**Supplied entries:**
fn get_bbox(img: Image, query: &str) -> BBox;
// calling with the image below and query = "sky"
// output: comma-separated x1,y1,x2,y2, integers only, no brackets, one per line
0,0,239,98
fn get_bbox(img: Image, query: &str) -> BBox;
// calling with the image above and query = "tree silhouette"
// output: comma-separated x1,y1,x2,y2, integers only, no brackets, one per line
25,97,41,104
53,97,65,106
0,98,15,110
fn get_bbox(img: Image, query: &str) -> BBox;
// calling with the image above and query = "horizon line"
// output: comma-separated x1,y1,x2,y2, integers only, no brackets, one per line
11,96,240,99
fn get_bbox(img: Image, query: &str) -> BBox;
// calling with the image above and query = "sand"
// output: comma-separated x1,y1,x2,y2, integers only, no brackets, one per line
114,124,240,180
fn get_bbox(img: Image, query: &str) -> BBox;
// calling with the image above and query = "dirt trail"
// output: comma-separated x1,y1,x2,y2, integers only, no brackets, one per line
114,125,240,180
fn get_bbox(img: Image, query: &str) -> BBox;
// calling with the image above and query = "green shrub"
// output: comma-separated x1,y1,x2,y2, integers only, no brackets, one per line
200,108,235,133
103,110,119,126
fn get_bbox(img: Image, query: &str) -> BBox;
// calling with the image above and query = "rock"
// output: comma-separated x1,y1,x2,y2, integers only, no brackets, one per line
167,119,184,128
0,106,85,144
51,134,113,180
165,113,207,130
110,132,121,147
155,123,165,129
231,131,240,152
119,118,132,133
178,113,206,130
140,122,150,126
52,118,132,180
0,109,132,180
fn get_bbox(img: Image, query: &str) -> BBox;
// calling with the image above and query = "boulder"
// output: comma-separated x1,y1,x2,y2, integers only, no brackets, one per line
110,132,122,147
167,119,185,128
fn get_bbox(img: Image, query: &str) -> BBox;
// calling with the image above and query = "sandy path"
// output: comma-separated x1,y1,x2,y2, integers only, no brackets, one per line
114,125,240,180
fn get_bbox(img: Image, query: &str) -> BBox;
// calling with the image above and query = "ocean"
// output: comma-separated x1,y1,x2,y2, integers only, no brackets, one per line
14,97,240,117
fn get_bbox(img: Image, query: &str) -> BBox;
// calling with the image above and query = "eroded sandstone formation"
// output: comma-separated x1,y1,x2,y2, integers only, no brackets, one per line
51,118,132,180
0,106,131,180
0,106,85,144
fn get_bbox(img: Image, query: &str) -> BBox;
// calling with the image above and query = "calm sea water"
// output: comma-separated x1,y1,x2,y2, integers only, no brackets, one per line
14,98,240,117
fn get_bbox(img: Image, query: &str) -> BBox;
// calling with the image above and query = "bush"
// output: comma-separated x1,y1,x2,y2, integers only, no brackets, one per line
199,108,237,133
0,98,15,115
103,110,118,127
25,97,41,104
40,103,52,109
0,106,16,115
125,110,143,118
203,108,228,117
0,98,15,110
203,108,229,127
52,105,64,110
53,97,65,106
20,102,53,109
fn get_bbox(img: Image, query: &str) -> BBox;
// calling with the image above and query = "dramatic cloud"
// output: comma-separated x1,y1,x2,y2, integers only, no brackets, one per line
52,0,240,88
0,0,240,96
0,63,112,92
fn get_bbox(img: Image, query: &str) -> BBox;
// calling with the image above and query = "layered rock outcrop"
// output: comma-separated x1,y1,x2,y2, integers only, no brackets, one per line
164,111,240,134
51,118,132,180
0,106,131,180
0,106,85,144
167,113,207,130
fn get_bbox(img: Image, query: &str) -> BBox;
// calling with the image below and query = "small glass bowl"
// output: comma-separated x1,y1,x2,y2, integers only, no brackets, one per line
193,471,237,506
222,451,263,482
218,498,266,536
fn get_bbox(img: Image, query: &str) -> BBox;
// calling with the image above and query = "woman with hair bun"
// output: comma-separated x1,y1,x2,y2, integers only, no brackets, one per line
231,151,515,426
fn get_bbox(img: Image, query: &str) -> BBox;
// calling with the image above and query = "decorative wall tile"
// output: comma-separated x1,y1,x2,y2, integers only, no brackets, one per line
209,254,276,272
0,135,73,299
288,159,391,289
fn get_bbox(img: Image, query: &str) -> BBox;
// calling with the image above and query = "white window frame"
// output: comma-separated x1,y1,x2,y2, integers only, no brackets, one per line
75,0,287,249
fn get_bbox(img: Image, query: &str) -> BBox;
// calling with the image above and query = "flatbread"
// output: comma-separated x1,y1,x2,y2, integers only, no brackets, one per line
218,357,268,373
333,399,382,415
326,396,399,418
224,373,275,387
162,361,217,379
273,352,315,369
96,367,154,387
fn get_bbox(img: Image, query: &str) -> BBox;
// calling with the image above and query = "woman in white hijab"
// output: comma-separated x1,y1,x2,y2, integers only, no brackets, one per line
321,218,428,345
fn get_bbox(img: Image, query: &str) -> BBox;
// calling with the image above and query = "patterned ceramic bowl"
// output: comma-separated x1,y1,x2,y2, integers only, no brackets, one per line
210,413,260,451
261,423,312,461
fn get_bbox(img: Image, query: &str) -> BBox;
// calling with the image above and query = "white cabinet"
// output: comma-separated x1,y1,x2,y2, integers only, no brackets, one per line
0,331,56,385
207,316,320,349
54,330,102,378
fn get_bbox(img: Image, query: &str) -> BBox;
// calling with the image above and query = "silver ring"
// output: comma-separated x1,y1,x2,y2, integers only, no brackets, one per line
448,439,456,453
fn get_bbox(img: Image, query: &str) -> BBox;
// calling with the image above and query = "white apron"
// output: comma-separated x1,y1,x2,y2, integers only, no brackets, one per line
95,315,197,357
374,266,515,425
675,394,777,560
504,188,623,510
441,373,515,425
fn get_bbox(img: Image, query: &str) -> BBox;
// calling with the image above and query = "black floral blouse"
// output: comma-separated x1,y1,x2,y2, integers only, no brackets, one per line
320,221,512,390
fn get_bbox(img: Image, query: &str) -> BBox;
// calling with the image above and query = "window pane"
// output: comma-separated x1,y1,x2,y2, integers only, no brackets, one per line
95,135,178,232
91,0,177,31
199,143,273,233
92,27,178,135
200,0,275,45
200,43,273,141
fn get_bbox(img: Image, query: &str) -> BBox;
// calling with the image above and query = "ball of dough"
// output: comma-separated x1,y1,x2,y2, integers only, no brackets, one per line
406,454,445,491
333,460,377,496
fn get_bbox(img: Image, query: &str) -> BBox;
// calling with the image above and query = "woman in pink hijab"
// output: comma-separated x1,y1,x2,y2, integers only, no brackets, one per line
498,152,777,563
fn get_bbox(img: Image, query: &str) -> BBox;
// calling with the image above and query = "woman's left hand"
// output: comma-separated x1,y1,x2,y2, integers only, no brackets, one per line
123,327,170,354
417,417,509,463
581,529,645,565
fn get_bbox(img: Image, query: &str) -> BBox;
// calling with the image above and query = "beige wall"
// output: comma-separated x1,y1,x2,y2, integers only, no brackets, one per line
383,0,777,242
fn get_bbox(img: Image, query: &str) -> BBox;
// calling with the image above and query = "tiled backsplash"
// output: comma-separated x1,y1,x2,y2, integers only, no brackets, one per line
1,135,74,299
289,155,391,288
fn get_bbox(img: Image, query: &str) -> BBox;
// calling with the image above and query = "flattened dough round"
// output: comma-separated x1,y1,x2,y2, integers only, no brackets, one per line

**Work required:** Where a line above holds the string "dough", show that line.

**Solution below:**
// calling with the image above and query = "ball of dough"
// calling with the image above and query = "flattened dough round"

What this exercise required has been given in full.